## TASK LIST:
**1)** According to the performance optimization guide, what do Discovery likelihoods use for array operations?
**2)** In the performance optimization guide, change "JAX" to "NumPy" and write out the passage starting at "Performance Optimization" and ending at "are handled automatically.".
**3)** Extend the performance optimization guide onward from its final line.

SELECTED PASSAGE: Begin

Performance Optimization
This guide covers techniques for optimizing the performance of discoverysamplers
and how to write efficient likelihood functions.
Discovery’s Built-in Optimizations
discoverysamplers is designed to interface with Discovery models, which are
already optimized for performance using JAX. When you use Discovery likelihoods,
many optimizations are handled automatically.
Built-in optimizations in Discovery:
JAX-based computation: Discovery likelihoods use JAX for array operations
JIT compilation: Likelihoods can be JIT-compiled for speed
Efficient signal computation: Waveform templates are optimized
Precomputed quantities: Noise covariances and FFTs are cached
Enabling optimizations when initializing a sampler:
from discoverysamplers import DiscoveryNessaiBridge, DiscoveryJAXNSBridge
# For Nessai: enable JIT compilation
bridge = DiscoveryNessaiBridge(discovery_model, priors, jit=True)

SELECTED PASSAGE: End
THE DATA: Begin

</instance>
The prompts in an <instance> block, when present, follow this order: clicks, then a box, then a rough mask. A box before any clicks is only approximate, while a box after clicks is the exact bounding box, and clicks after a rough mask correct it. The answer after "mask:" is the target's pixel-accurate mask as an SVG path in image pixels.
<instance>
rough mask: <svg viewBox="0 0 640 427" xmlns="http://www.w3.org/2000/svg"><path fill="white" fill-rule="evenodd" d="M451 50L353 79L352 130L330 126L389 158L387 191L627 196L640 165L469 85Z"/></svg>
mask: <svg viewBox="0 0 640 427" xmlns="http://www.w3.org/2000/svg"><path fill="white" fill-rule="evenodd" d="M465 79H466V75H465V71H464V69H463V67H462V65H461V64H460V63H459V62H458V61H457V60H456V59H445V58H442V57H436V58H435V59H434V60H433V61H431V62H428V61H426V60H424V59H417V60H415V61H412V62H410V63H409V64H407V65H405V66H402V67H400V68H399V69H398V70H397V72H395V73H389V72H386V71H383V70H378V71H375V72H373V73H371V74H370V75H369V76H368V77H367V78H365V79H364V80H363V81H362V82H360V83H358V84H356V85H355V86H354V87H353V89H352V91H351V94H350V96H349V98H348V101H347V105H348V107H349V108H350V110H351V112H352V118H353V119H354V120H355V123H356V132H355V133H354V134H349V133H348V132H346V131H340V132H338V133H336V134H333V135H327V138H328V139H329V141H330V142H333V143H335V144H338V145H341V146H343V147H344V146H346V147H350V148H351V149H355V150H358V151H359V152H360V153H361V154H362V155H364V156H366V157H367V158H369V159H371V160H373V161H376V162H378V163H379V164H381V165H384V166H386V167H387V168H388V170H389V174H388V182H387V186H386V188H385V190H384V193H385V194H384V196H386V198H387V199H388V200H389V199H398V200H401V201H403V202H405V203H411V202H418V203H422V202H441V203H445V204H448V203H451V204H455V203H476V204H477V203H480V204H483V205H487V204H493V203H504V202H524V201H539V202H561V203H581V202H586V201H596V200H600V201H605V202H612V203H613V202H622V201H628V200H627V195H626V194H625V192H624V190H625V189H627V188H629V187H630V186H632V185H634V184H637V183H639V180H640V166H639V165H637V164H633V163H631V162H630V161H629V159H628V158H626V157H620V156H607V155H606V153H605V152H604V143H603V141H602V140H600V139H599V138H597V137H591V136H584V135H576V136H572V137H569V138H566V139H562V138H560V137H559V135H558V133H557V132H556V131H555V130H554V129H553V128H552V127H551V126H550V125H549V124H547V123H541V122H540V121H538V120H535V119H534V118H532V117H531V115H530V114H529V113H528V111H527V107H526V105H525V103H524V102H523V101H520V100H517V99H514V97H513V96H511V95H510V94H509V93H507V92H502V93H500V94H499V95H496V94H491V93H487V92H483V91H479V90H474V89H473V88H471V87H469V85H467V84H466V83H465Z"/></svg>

THE DATA: End

## ANSWERS TO THIS EXERCISE:
**1)** JAX

**2)**
Performance Optimization
This guide covers techniques for optimizing the performance of discoverysamplers
and how to write efficient likelihood functions.
Discovery’s Built-in Optimizations
discoverysamplers is designed to interface with Discovery models, which are
already optimized for performance using NumPy. When you use Discovery likelihoods,
many optimizations are handled automatically.

**3)**
# For JAX-NS: JIT is enabled by default, configure vectorization
bridge = DiscoveryJAXNSBridge(discovery_model, priors, jit=True)
bridge.configure_array_api(order=bridge.sampled_names)
# For Eryn: JIT the likelihood before passing
from jax import jit
jitted_model = jit(discovery_model)
bridge = DiscoveryErynBridge(jitted_model, priors)
GPU acceleration:
If you have a GPU available, JAX will automatically use it:
import jax
# Check available devices
print(f"Devices: {jax.devices()}")
# Force GPU usage
jax.config.update('jax_platform_name', 'gpu')
# Enable 64-bit precision (recommended for nested sampling)
jax.config.update("jax_enable_x64", True)
How to Best Write Your Own Likelihood
If you’re extending Discovery or writing custom likelihoods, follow these guidelines for optimal performance.
Use JAX Instead of NumPy
import jax.numpy as jnp
from jax import jit
# Slow: NumPy version
def numpy_likelihood(params):
x = params['x']
y = params['y']
return -0.5 * (np.square(x) + np.square(y))
# Fast: JAX version
@jit
def jax_likelihood(params):
x = params['x']
y = params['y']
return -0.5 * (jnp.square(x) + jnp.square(y))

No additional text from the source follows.